Chicago Sun-Times syndicated-columnist Robert Novak was born in Joliet, Illinois on Feb. 26, 1931. He attended Joliet public schools and graduated from Joliet Central High School in 1948. Bob started to work part-time for The Joliet Herald-News when he was an undergraduate student and English major. He also wrote some stories for The Daily Illini and The Champaign News-Gazette. Novak graduated from the University of Illinois in 1952.
Novak served two years in the US Army during the Korean War. After military service, he reported for Associated Press and later covered Congress for The Wall Street Journal. In 1963, Novak started what turned out to be a thirty-year collaboration with journalist Rolland Evans in publishing The Evans-Novak Political Report newsletter and a separate joint column on politics.
Evans and Novak started their column for The Chicago Sun-Times in 1966 and that became their brand-name "home" newspaper and sponsor for their syndication. Rollie Evans retired from the column in 1993 and passed away in 2001 but Novak continued alone with many of the journalism enterprises he started with Evans including a TV show that still includes Evans' name.

### STATED GOAL 1
Please quote the passage of the Robert Novak biography between "Evans and Novak" and "includes Evans' name.", inclusive.
### STATED GOAL 2
Answer these questions using the Robert Novak biography.
(a) In what city and state was Novak born?
(b) In what year did Novak graduate from the University of Illinois?
(c) In what year did Rollie Evans retire from the column?

### DATA PROVIDED
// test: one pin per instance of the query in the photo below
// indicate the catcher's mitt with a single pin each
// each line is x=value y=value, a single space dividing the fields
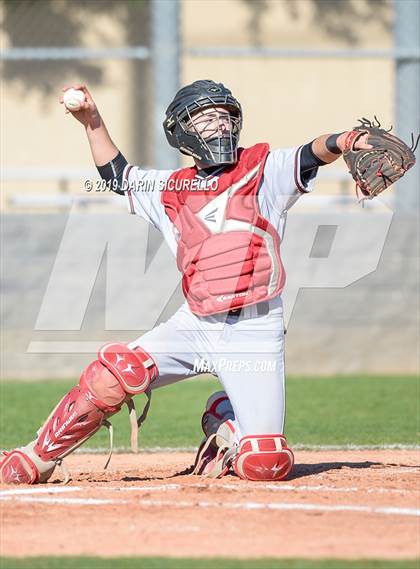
x=376 y=169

### FULL SOLUTION 1
Evans and Novak started their column for The Chicago Sun-Times in 1966 and that became their brand-name "home" newspaper and sponsor for their syndication. Rollie Evans retired from the column in 1993 and passed away in 2001 but Novak continued alone with many of the journalism enterprises he started with Evans including a TV show that still includes Evans' name.

### FULL SOLUTION 2
(a) Joliet, Illinois
(b) 1952
(c) 1993